━━━━━ Records to use ━━━━━
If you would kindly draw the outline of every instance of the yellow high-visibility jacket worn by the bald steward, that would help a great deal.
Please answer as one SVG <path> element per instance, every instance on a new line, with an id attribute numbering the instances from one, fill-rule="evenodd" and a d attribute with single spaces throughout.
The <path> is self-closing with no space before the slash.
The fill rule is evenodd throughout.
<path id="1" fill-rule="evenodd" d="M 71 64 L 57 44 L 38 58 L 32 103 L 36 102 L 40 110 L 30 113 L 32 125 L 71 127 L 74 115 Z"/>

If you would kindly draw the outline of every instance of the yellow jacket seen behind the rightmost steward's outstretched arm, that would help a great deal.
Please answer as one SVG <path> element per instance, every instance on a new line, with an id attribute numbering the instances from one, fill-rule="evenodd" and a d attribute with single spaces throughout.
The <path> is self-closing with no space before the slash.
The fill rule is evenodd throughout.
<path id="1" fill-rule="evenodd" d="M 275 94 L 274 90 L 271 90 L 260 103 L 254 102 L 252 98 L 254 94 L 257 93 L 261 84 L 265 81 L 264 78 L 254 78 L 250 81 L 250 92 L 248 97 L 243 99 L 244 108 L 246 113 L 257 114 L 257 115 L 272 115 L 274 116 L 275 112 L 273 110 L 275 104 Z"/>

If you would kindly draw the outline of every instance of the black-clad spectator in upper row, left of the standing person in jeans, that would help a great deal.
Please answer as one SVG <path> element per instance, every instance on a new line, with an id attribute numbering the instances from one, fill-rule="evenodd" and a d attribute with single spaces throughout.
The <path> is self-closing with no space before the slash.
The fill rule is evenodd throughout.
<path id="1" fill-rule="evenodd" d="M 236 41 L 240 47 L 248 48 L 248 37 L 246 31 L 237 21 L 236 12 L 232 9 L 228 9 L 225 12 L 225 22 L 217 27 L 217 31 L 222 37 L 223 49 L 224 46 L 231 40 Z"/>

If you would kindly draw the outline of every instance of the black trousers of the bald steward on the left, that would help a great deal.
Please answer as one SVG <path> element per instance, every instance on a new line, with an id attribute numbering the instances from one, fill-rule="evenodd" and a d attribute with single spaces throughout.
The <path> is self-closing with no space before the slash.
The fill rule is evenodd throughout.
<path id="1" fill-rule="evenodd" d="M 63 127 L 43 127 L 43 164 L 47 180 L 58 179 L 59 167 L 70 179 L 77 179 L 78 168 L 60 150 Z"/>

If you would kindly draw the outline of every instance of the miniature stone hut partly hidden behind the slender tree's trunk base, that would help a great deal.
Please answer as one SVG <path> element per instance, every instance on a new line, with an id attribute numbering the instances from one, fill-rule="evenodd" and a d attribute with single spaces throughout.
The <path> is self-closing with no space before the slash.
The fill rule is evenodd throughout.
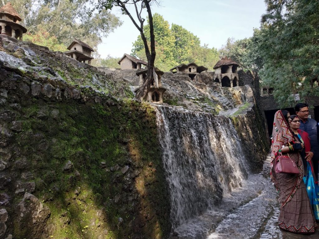
<path id="1" fill-rule="evenodd" d="M 162 86 L 161 76 L 164 75 L 164 72 L 159 70 L 157 67 L 155 67 L 154 70 L 158 78 L 158 88 L 155 85 L 155 82 L 153 79 L 151 83 L 150 91 L 147 92 L 147 95 L 145 97 L 145 101 L 163 103 L 163 93 L 166 91 L 166 88 Z M 146 80 L 146 73 L 147 73 L 147 68 L 137 71 L 136 75 L 139 77 L 139 83 L 138 83 L 138 88 L 134 92 L 139 91 L 139 89 L 143 86 Z"/>

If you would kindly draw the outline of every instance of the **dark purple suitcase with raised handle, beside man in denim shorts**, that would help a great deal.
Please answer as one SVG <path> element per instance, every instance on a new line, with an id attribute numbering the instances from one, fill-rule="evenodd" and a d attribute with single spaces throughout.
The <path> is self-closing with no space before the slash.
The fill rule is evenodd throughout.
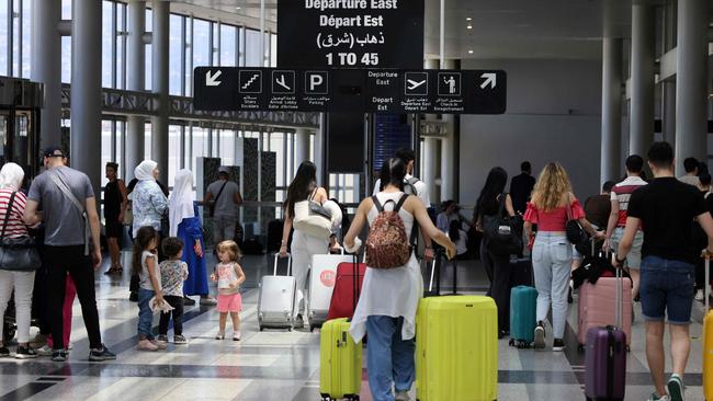
<path id="1" fill-rule="evenodd" d="M 618 287 L 623 278 L 618 270 Z M 621 325 L 621 290 L 616 291 L 616 322 Z M 587 331 L 585 396 L 588 400 L 624 400 L 626 389 L 626 333 L 615 326 Z"/>

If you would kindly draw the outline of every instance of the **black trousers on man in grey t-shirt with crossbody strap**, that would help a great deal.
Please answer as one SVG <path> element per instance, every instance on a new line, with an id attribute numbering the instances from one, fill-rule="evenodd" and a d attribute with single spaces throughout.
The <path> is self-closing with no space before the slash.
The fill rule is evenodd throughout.
<path id="1" fill-rule="evenodd" d="M 47 255 L 47 289 L 49 302 L 49 321 L 52 339 L 57 344 L 64 344 L 63 339 L 63 306 L 65 303 L 65 288 L 67 273 L 75 282 L 77 297 L 81 305 L 81 314 L 89 336 L 91 348 L 102 347 L 102 337 L 99 331 L 99 312 L 97 311 L 97 294 L 94 293 L 94 270 L 91 259 L 84 255 L 84 245 L 73 247 L 45 247 Z"/>

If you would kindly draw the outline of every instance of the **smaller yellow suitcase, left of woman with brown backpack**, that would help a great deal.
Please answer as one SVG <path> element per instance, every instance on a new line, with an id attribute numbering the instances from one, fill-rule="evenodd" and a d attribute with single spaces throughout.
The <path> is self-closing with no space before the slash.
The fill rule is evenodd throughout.
<path id="1" fill-rule="evenodd" d="M 326 321 L 319 331 L 319 393 L 322 400 L 359 400 L 362 343 L 349 335 L 348 319 Z"/>

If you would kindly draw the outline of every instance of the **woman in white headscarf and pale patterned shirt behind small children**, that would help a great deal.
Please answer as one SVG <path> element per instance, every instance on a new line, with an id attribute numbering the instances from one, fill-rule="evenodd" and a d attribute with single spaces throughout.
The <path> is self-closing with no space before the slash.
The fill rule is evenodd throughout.
<path id="1" fill-rule="evenodd" d="M 156 183 L 158 163 L 154 160 L 144 160 L 134 169 L 134 176 L 138 182 L 132 193 L 133 234 L 136 237 L 139 228 L 150 226 L 159 232 L 160 243 L 161 217 L 168 210 L 168 199 Z M 163 260 L 161 247 L 158 247 L 158 259 L 159 262 Z M 129 287 L 132 291 L 129 299 L 132 300 L 138 299 L 138 275 L 132 275 Z"/>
━━━━━
The string "bald" shows up in some lines of the listing. Copy each such line.

**Solution to this exercise**
If you would kindly draw the outline of every instance of the yellow high-visibility jacket worn by the bald steward, that would help a great deal.
If you would kindly draw the outline of every instance of the black trousers of the bald steward on the left, that would help a great deal.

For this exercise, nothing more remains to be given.